Auspiciado por este clima ideológico, el gobierno argentino inició, a fines de los ochenta, el proceso de reforma del Estado; proceso que se distinguió por su rapidez y radicalidad y –sin lugar a dudas–materializó el pasaje de una matriz estadocéntrica a una matriz mercadocéntrica. La reforma se llevó a cabo en dos etapas, ambas bajo la presidencia de Carlos Menem, quien, paradójicamente, encabezaba un gobierno identificado con el Partido Justicialista, el defensor por excelencia de las concepciones estadocéntricas a lo largo de décadas.

La primera fase de la reforma, implementada a fines de los 80, se centró en la privatización de las empresas públicas, la desregulación y la apertura indiscriminada de la economía junto con la estabilización del tipo de cambio (a través del plan de convertibilidad), con la idea de reducir el Estado a su mínima expresión. Un Estado donde ya no habría ejecución directa de acciones, sino la promoción, planificación y supervisión de la ejecución de las políticas públicas. La segunda fase, iniciadla a mediados de 1996, se planteó como una profundización de la primera y se basó fundamentalmente en la reforma laboral, tributaria y judicial, en completar el proceso privatizador y extender el ajuste estructural a los gobiernos subnacionales.

Como resultados de los procesos reformistas, se constatan: la reducción de la inflación, la recuperación de la estabilidad, la credibilidad y la previsibilidad interna y externa, la inserción del crédito en el circuito de consumo y el aumento de la productividad, junto con la mejoría en la recaudación de impuestos. Sin embargo, tendió a predominar un enfoque "fiscalista" de aumento de ingresos y reducción de gastos, donde la maquinaria estatal no se cuestionaba a sí misma acerca de qué hacer y cómo hacerlo; la preocupación central pasaba por "achicar" el Estado lo más rápido posible. La idea era privatizar aquellas actividades susceptibles de ser subsumidas en un enfoque empresarial, de obtención de rentabilidad; descentralizar la gestión y ejecución de políticas sociales, transfiriendo la responsabilidad de servicios como salud, educación, vialidad, a gobiernos provinciales y municipales a fin de generar el "alivio" del Estado nacional en cuestiones relativas a la prestación de servicios públicos. Como marco y complemento del "adelgazamiento" del Estado, se llevó a cabo la desregulación de campos de actividad muy diversos, desde el comercio exterior a las relaciones laborales. Según Daniel Campione3 el criterio fiscalista que guió la reforma, fue acompañado de un criterio de generación de "oportunidades de negocios" para capitales locales e internacionales. El Estado abandonó gran parte de las funciones que había detentado bajo la matriz estadocéntrica, tales como provisión de infraestructura, otorgamiento de subsidios a la producción privada, instauración de un mercado "cautivo" en el sector público y protección frente a la competencia externa; acciones que habían favorecido históricamente la acumulación de los empresarios locales. Si bien este "retiro" estatal afectó, con variable intensidad, a sectores empresarios, el propio Estado generó, a través de las privatizaciones, la desregulación de diversos mercados y la "flexibilización" laboral, posibilidades de negocios y ganancias mayores que las resignadas por la reducción de su aparato. Gracias a ello los sectores empresariales, en términos generales, fueron beneficiados por las reformas, con una mayor ganancia relativa para los capitales más grandes y diversificados, acentuando así un proceso de concentración y centralización de capital que se venía dando desde años atrás. Muchos de estos grupos económicos pasaron de contratistas del Estado a beneficiarios de las privatizaciones.

· · · · ·

TAREAS A REALIZAR —
A. En el texto sobre la reforma del Estado argentino, ¿bajo qué presidencia se realizaron las dos etapas de la reforma?
B. Reproduce el fragmento del texto sobre la reforma del Estado argentino que comienza en "La primera fase" y termina en "los gobiernos subnacionales.".
No hace falta recurrir al listado.

MATERIAL —
· · · · ·

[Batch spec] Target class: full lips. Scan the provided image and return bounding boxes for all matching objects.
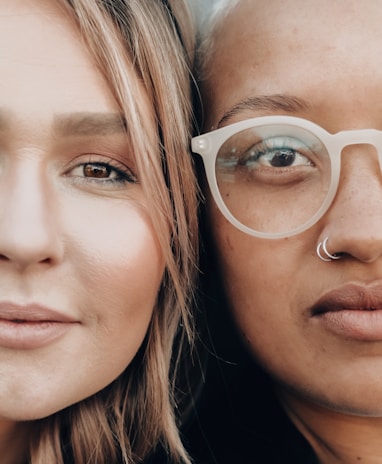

· · · · ·

SOLUCIONES —
A. Bajo la presidencia de Carlos Menem.

B.
La primera fase de la reforma, implementada a fines de los 80, se centró en la privatización de las empresas públicas, la desregulación y la apertura indiscriminada de la economía junto con la estabilización del tipo de cambio (a través del plan de convertibilidad), con la idea de reducir el Estado a su mínima expresión. Un Estado donde ya no habría ejecución directa de acciones, sino la promoción, planificación y supervisión de la ejecución de las políticas públicas. La segunda fase, iniciadla a mediados de 1996, se planteó como una profundización de la primera y se basó fundamentalmente en la reforma laboral, tributaria y judicial, en completar el proceso privatizador y extender el ajuste estructural a los gobiernos subnacionales.